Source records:
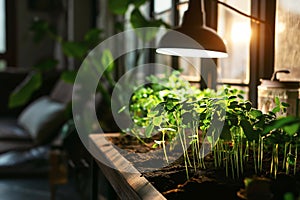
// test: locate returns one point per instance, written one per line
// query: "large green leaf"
(118, 7)
(69, 76)
(22, 94)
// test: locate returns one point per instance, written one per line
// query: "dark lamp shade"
(192, 41)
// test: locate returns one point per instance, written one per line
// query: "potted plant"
(246, 142)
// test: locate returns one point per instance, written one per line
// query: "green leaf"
(22, 94)
(276, 109)
(107, 61)
(225, 134)
(138, 3)
(45, 65)
(248, 131)
(255, 113)
(69, 76)
(74, 49)
(118, 7)
(291, 129)
(277, 101)
(282, 123)
(93, 37)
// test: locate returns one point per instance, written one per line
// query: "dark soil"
(209, 183)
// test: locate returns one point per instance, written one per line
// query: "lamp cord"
(254, 19)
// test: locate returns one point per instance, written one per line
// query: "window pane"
(235, 29)
(287, 46)
(160, 6)
(2, 27)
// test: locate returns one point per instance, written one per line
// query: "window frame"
(9, 56)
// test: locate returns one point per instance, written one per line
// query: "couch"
(27, 133)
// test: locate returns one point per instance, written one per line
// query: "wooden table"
(129, 184)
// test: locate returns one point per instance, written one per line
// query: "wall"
(72, 23)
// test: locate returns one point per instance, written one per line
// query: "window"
(2, 33)
(235, 29)
(287, 46)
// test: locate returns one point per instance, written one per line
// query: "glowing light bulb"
(240, 32)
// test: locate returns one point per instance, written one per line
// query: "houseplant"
(246, 144)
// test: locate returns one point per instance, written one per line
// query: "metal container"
(288, 92)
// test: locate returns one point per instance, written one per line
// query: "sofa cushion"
(42, 119)
(10, 130)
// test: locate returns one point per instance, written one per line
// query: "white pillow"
(42, 119)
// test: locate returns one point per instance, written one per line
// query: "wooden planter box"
(127, 185)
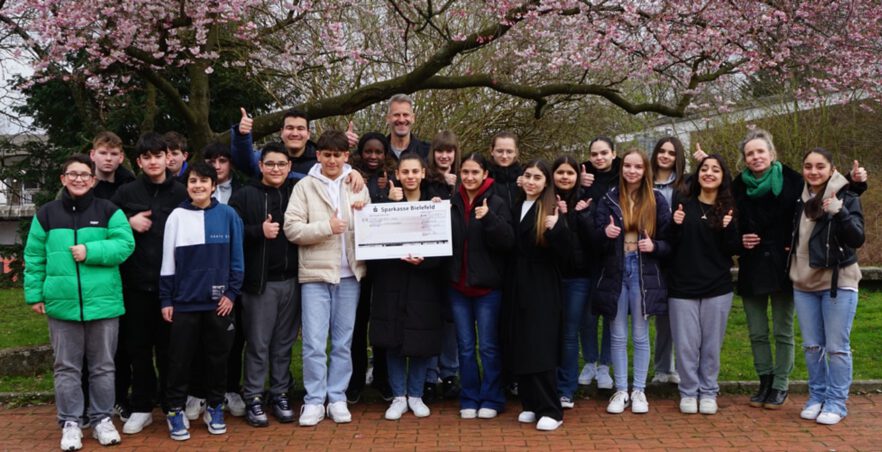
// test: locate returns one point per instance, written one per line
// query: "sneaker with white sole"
(311, 414)
(604, 381)
(71, 436)
(137, 422)
(618, 402)
(689, 405)
(418, 407)
(811, 412)
(567, 403)
(194, 407)
(106, 433)
(234, 404)
(639, 405)
(587, 374)
(339, 412)
(828, 418)
(396, 409)
(548, 424)
(487, 413)
(707, 406)
(177, 422)
(527, 417)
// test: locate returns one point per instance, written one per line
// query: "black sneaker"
(282, 409)
(254, 414)
(450, 388)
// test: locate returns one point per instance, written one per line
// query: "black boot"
(762, 393)
(776, 399)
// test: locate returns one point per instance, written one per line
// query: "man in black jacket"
(270, 293)
(147, 201)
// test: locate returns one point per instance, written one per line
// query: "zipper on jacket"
(77, 266)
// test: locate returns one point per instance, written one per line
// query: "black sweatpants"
(538, 393)
(188, 331)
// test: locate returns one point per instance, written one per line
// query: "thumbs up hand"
(586, 179)
(395, 193)
(645, 244)
(679, 214)
(481, 210)
(246, 124)
(351, 136)
(727, 219)
(270, 229)
(338, 225)
(612, 231)
(858, 173)
(551, 220)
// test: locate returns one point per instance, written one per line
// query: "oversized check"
(395, 229)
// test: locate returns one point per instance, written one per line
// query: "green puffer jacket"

:: Challenge ::
Pull out every line in the data above that contains the string "dark", treating uppercase and lowercase as different.

:: Response ::
// query: "dark lamp shade"
// query: "dark soil"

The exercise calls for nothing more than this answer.